EXERCISE REQUIREMENTS = From the records below, pull out every line that contains the string "ymax" and copy each one unchanged. Case counts when matching.

DATA TO USE =
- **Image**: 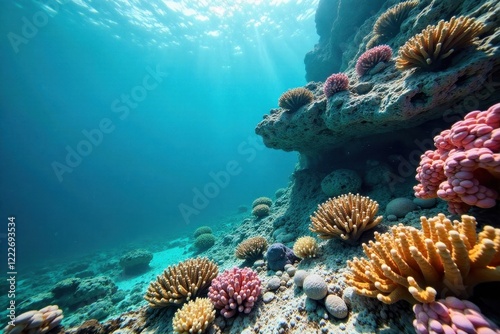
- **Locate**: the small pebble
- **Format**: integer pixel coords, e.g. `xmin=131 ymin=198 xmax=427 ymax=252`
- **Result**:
xmin=262 ymin=291 xmax=276 ymax=304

THE OUTPUT =
- **Format**: integer pixel coords, e.g. `xmin=131 ymin=198 xmax=427 ymax=252`
xmin=262 ymin=291 xmax=276 ymax=304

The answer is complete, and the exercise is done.